*GIVEN PROBLEM*
Return every line of the material below word for word, keeping the original order.

-- Begin ENTRIES PROVIDED --

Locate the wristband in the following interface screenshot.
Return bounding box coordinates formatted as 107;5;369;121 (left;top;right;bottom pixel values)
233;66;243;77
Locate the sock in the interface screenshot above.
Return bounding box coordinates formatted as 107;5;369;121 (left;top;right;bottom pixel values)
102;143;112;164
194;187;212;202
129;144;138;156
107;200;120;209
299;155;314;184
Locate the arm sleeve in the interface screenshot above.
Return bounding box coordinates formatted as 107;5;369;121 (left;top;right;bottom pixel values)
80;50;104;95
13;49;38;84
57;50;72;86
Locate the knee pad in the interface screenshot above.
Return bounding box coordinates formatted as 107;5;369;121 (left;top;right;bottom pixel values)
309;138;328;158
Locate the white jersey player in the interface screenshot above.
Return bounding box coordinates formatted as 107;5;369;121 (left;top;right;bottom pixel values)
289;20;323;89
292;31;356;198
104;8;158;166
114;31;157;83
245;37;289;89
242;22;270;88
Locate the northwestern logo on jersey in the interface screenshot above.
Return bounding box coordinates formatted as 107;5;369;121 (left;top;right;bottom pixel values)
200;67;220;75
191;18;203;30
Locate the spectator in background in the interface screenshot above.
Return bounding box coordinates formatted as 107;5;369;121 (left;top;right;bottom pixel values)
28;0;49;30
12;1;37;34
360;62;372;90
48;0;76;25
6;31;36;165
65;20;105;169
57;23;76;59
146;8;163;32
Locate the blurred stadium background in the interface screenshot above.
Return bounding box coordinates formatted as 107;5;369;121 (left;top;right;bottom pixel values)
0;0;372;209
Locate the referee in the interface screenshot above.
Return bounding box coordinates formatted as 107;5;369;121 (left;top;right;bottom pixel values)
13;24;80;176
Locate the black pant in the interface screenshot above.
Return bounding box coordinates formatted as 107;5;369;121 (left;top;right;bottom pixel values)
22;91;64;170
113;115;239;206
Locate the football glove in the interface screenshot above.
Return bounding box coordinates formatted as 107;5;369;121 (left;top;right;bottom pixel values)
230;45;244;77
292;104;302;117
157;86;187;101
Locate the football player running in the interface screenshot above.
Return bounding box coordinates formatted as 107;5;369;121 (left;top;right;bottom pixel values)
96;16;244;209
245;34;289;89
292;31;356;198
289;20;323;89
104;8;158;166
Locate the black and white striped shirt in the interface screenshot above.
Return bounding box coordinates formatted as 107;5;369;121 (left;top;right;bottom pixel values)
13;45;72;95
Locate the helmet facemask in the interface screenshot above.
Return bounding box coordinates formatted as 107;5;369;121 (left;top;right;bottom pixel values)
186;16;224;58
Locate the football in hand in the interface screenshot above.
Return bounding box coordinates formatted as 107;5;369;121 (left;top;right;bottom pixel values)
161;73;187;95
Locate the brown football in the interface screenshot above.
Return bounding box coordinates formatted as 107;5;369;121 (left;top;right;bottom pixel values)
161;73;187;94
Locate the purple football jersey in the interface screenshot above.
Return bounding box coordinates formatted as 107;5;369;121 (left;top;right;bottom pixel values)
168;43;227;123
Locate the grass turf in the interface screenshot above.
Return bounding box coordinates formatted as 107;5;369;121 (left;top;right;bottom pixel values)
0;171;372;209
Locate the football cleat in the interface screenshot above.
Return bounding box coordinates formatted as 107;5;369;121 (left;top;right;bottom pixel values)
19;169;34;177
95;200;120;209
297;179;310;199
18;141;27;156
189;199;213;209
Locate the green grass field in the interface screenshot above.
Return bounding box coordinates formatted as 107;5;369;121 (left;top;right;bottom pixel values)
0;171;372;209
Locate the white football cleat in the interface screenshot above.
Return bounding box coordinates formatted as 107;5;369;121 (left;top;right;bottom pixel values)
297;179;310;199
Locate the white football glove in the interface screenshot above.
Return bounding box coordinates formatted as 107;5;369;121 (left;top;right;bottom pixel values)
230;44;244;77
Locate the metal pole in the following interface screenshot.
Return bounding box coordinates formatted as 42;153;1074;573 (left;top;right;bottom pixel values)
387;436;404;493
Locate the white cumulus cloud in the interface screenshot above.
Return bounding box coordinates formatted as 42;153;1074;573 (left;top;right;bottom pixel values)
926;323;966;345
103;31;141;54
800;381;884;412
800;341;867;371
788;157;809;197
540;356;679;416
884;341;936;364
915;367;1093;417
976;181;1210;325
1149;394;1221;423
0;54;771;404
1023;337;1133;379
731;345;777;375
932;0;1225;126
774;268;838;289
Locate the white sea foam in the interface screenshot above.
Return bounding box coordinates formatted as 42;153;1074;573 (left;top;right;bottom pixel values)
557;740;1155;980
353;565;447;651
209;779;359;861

-- End ENTRIES PROVIDED --

*REPLY TO THE TASK*
Locate the wristband in the following interface screenshot.
Return bounding box coordinates formatted as 107;5;369;121 (left;top;right;bottom pixel values)
233;66;243;77
Locate the sock in the interface screenshot above.
Return bounding box coordinates formatted as 107;5;369;121 (left;top;right;bottom pixel values)
102;143;112;164
194;187;212;202
129;144;138;156
107;200;120;209
299;155;314;184
Locate the arm sleeve in the interface screenshot above.
Return bounding box coordinates formatted as 107;5;369;121 (left;top;right;bottom pixel values)
80;50;104;95
13;49;38;84
57;50;72;86
Locate the knee pad in the interface screenshot above.
Return bounding box coordinates formatted as 107;5;369;121 (left;top;right;bottom pixel values)
309;138;328;158
Locate the white jersey player in the interface screenshot above.
Return bounding box coordinates formatted as 107;5;369;121 (left;top;right;bottom pixel values)
289;20;323;89
292;31;356;198
104;8;158;166
114;31;157;83
245;37;289;89
242;22;270;88
Locate the northwestern logo on jersey in the interface screenshot above.
Return bounding box coordinates formatted as 107;5;369;121 (left;top;right;bottom pixel values)
200;67;220;75
191;18;203;30
Locate the spectator in background in the interface screenshot above.
Return bounding box coordinates formatted as 107;5;369;121 (left;top;right;bottom pixel values)
28;0;49;30
12;1;37;34
360;62;372;90
48;0;76;25
6;31;36;165
65;20;105;169
57;23;76;59
146;8;163;32
Locate the blurred stadium background in the interface screenshot above.
Return bounding box coordinates formatted as 107;5;369;121 (left;top;right;bottom pixel values)
0;0;372;209
Locate the referee in the interface screenshot above.
Return bounding box coordinates formatted as 107;5;369;121 (left;top;right;bottom pixel values)
13;24;80;176
Locate the black pant in the interface screenshot above.
Return bounding box coordinates formatted as 107;5;369;121 (left;top;right;bottom pixel values)
22;91;64;170
113;115;239;206
Locate the football glove in the interface screenshot above.
Return bounding box coordinates formatted as 107;5;369;121 (left;top;right;bottom pixel values)
230;45;244;77
292;104;302;117
157;86;187;101
Locate the football player running in the interface screenshot above.
Return bounding box coordinates formatted as 107;5;369;121 (left;top;right;bottom pixel values)
96;16;244;209
245;34;289;89
292;31;356;198
289;20;323;89
104;8;158;166
Locate the black and white striped shirt in the interface screenshot above.
Return bounding box coordinates formatted as 107;5;369;121 (left;top;right;bottom pixel values)
13;45;72;95
Locate the helmet facemask in the interface screenshot above.
Return bounding box coordinates formatted as 107;5;369;121 (left;top;right;bottom pixel values)
186;16;224;58
Locate the football in hand in the interface screenshot above.
Return bounding box coordinates formatted as 107;5;369;121 (left;top;right;bottom pixel values)
161;73;187;95
Locate the brown football in the interface screenshot above.
Return bounding box coordinates formatted as 107;5;369;121 (left;top;right;bottom pixel values)
161;73;187;94
Locate the purple football jersey in the interface screenshot above.
Return bounding box coordinates formatted as 107;5;369;121 (left;top;right;bottom pixel values)
168;43;227;123
Locate the grass turf in the interface screenshot above.
Return bounding box coordinates formatted as 107;5;369;121 (left;top;right;bottom pixel values)
0;171;372;209
Locate the football cleat in the interface screenshot above.
Return bounding box coordinates formatted as 107;5;369;121 (left;top;right;bottom pixel values)
19;169;34;177
95;200;120;209
297;179;310;199
18;141;27;156
189;199;213;209
Locate the green grass field in the interface screenshot above.
Return bounding box coordinates formatted as 107;5;369;121 (left;top;right;bottom pixel values)
0;171;372;209
Locate the white football cleat in the interface screenshot above.
Return bounding box coordinates formatted as 107;5;369;121 (left;top;right;bottom pixel values)
297;179;310;199
Locate the white football glove in the interface screenshot above.
Return bounding box coordinates formatted as 107;5;369;121 (left;top;right;bottom pixel values)
230;44;244;77
Locate the metal pole in the following interface screenshot.
Return bounding box coordinates formatted as 42;153;1074;573 (left;top;right;bottom pixel values)
387;436;404;493
Locate the white cumulus cloud in the interface screenshot above.
Return bounding box coordinates formatted as 42;153;1074;573 (left;top;right;bottom pixel values)
926;323;966;345
103;31;141;54
800;381;884;412
800;341;867;371
788;157;809;197
540;356;679;416
884;341;936;364
915;367;1093;417
976;181;1210;325
1149;394;1221;423
0;54;771;404
1023;337;1133;379
731;345;777;375
932;0;1225;126
774;268;838;289
Locate the white sea foam in the interface screenshot above.
Return bounding box coordinates formatted as 42;153;1074;573 (left;top;right;bottom pixel values)
557;740;1155;980
353;565;447;651
209;779;359;861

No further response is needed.